Copy the records word for word, starting at the line that contains "Annotate each instance of the white paneled" and continuing through the end of the records.
START
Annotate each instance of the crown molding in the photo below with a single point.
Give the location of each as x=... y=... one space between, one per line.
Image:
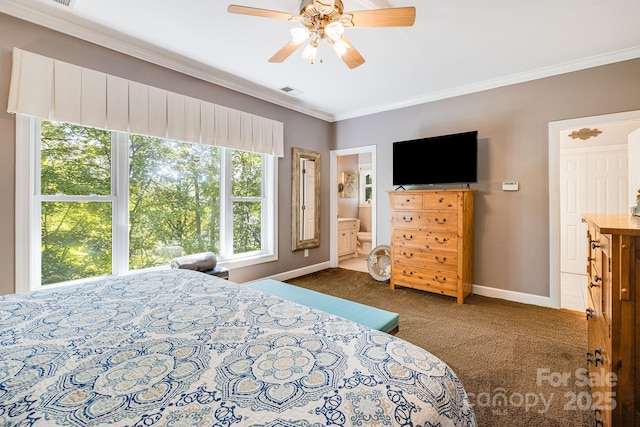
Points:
x=77 y=27
x=37 y=13
x=567 y=67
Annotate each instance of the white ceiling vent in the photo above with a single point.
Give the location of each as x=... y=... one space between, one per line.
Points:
x=291 y=91
x=68 y=3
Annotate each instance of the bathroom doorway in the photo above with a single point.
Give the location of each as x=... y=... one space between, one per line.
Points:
x=353 y=206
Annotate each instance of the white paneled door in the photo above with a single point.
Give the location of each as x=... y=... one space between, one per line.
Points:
x=573 y=190
x=592 y=181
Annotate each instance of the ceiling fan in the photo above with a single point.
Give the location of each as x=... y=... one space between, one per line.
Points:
x=326 y=20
END
OUTPUT FOR THIS TASK
Annotate each instance of the white paneled door in the photo above with a single point.
Give the location of each as x=... y=... one space between, one per line.
Points:
x=573 y=190
x=592 y=181
Annotate each instance of the ceiling fan in the photo above with a single point.
Give the location of each as x=... y=... one space between, one per line.
Points:
x=326 y=20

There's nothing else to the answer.